Hi folks!
I’ve been playing with saws with sliding cutoff recently with the goal of using pretty short ones for melodies. While looking for ways to achieve that I’ve stumbled into in_thread
and arrived at the code below.
The basic idea is that I would just call the spl2
function a lot and the question is whether it is an ok way to use in_thread
or is there something that is better for the task of playing multiple overlapping sounds and controling them independently?
And in any case, how expensive are the threads spawned by in_thread and how many of them can I afford creating without strangling Sonic Pi / the machine?
If this happens to be a basic question answered elsewhere, I’d appreciate being pushed in that direction!
Edit 1: I guess I have found an alternative - to launch all notes/chords on the same thread but use at
to control them with the required delay - added a snippet below. Now the questions is, which of these two approaches is better (if any of them is good enough in the first place)?

────

Exercise aim
Extend the forum post about using in_thread and at for overlapping saw notes in Sonic Pi, beginning immediately after its final sentence.

Entries pointing to named objects
────

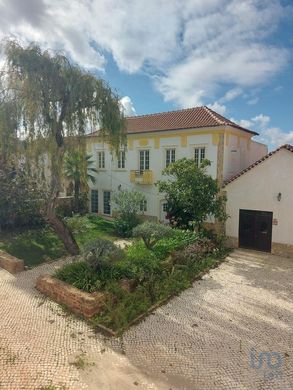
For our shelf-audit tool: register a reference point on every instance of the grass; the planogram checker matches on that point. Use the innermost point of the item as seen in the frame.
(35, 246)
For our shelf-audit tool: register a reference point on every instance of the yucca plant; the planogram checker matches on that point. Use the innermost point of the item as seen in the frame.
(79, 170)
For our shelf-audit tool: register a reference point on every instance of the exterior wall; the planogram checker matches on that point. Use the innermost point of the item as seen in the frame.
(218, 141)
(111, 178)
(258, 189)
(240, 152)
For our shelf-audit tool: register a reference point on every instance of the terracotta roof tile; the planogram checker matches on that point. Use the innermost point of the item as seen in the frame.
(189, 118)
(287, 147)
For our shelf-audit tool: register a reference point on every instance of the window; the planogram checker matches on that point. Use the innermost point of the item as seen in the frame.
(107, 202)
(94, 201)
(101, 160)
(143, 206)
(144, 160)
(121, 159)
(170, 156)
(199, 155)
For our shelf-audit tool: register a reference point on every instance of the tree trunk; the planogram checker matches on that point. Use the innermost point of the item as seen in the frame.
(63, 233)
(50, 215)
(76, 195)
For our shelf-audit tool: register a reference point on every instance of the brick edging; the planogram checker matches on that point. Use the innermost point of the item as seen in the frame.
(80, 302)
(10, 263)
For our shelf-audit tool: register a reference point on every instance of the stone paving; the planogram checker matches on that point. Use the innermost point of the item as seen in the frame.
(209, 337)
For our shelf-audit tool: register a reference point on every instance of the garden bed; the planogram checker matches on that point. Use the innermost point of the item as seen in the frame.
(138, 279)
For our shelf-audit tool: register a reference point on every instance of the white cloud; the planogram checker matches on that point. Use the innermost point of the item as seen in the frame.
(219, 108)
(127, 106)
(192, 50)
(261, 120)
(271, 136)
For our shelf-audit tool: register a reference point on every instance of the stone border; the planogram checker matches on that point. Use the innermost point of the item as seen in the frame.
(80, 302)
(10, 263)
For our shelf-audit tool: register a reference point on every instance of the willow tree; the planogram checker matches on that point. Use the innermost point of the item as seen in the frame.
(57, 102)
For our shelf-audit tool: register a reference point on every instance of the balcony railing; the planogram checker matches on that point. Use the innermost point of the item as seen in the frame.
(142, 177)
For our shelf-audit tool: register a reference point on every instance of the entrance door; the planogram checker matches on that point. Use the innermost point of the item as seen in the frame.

────

Response below
def spl2(chrd, options = {})
degrade = options[:degrade] || 0.125
in_thread do
with_synth :saw do
clpf = play_chord chrd,
env_curve: 6,
attack: 0.005,
attack_level: 1,
decay: options[:decay] || 0.5,
cutoff_slide: degrade,
sustain_level: 0.5,
release: options[:release] || 0.5
control clpf, cutoff: 100
sleep degrade
control clpf, cutoff: 75
sleep degrade
control clpf, cutoff: 50
end
end
end
10.times do
spl2(choose([[:a5], [:e5], [:c5], [:rest]]))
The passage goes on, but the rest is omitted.